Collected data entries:

Segment Open

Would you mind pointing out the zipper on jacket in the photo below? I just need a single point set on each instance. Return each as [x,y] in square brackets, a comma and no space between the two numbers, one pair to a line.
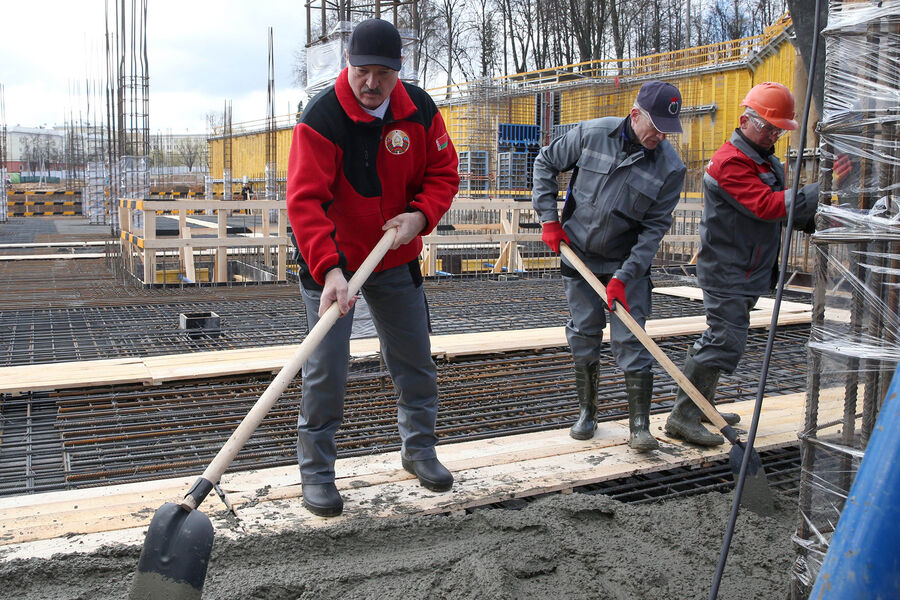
[755,262]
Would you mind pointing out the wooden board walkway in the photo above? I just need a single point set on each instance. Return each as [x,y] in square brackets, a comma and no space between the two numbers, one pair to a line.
[486,471]
[152,370]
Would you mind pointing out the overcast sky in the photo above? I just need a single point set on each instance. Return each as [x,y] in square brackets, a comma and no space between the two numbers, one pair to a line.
[200,53]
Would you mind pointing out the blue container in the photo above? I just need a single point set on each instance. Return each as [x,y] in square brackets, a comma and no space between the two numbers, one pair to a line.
[863,560]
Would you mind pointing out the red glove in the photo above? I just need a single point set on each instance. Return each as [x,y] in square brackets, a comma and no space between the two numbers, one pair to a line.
[615,292]
[552,234]
[842,166]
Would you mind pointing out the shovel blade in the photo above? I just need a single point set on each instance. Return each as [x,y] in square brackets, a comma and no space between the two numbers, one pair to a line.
[756,495]
[175,555]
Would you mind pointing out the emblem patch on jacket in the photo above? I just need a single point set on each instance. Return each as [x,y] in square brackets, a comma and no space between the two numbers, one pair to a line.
[397,141]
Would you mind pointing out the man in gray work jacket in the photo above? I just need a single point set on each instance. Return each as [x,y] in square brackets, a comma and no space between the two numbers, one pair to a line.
[627,181]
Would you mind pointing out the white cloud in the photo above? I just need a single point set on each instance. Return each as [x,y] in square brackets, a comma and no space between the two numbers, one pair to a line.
[200,53]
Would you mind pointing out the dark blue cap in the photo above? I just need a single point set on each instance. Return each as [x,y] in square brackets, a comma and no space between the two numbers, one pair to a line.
[662,101]
[375,42]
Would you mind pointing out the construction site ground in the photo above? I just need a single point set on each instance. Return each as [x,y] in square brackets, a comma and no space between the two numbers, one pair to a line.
[531,515]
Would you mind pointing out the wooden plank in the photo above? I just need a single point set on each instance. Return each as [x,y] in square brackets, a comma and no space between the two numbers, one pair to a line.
[157,369]
[33,378]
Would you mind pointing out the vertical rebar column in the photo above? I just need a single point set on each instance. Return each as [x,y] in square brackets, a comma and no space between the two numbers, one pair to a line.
[226,152]
[855,264]
[111,180]
[134,109]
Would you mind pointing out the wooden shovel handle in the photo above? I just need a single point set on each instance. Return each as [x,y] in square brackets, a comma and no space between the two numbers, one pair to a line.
[711,413]
[268,398]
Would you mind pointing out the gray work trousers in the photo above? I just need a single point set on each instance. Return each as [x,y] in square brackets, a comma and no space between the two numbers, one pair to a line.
[400,315]
[722,345]
[584,331]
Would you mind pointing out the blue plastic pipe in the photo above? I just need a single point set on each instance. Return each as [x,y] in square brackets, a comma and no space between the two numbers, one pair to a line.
[863,560]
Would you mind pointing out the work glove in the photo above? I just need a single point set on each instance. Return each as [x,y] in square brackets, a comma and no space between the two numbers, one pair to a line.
[805,211]
[552,234]
[615,292]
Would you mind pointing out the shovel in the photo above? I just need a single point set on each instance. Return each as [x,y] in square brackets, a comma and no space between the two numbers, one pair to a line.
[179,540]
[756,493]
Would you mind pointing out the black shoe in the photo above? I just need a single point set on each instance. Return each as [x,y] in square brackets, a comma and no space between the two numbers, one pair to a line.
[431,473]
[322,499]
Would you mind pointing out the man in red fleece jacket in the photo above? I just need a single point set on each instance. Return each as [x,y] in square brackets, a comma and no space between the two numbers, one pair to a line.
[368,154]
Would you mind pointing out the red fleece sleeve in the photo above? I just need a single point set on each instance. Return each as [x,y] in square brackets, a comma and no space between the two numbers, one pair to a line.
[312,166]
[441,181]
[739,177]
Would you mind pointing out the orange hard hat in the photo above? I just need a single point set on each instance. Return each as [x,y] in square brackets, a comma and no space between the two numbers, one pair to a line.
[774,103]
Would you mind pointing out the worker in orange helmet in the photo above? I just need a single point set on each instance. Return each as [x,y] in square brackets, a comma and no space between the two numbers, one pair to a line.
[745,207]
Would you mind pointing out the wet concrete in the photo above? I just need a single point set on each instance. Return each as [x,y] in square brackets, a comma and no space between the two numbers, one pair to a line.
[562,546]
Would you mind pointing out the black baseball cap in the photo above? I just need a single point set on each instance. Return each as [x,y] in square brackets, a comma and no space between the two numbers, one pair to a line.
[662,101]
[375,42]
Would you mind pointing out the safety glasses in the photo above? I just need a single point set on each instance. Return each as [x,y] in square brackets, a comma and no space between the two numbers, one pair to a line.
[768,128]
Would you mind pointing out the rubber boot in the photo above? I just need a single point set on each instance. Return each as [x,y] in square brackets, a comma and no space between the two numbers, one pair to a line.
[684,422]
[730,418]
[586,388]
[639,386]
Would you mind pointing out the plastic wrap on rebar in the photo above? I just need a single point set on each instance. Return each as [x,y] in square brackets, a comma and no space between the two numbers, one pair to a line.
[855,336]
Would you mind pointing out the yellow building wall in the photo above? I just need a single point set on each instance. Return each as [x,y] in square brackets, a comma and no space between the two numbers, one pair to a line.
[248,154]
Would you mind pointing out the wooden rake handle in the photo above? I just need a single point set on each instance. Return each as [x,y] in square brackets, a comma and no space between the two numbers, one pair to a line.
[248,425]
[679,377]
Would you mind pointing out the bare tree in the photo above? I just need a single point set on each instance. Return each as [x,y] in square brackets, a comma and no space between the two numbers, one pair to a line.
[487,33]
[190,149]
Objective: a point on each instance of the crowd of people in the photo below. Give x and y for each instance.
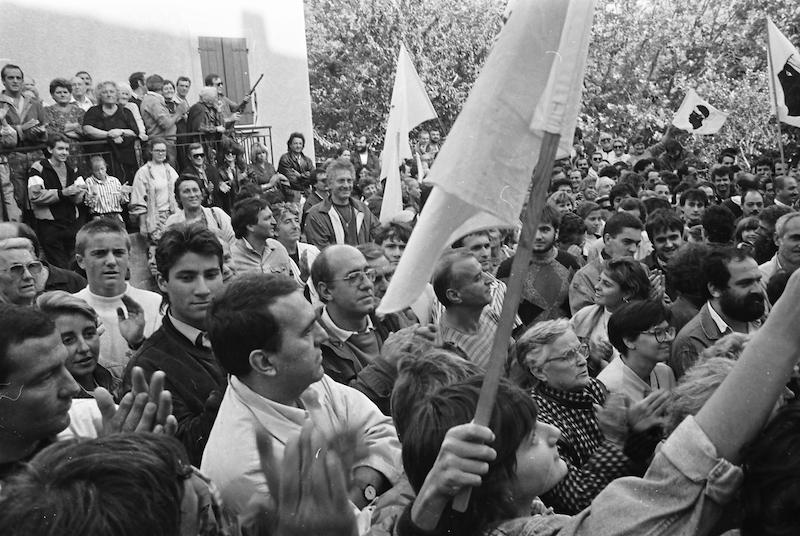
(249, 387)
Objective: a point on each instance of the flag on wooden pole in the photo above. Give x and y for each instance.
(482, 173)
(410, 107)
(697, 116)
(784, 76)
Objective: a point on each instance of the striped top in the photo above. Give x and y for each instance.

Segment Closed

Problem requirements:
Exact copies of the line containing "Objective: a point on each instance of the flag" and of every line after it through the end of the entries are all that should be output.

Written answer:
Objective: a point on each instance of the flag on wooden pole in the photo above. Give x and y for each instance.
(482, 173)
(410, 107)
(697, 116)
(784, 76)
Objective: a point on each instance of the striped top in the photo above. Give x and y for each instance.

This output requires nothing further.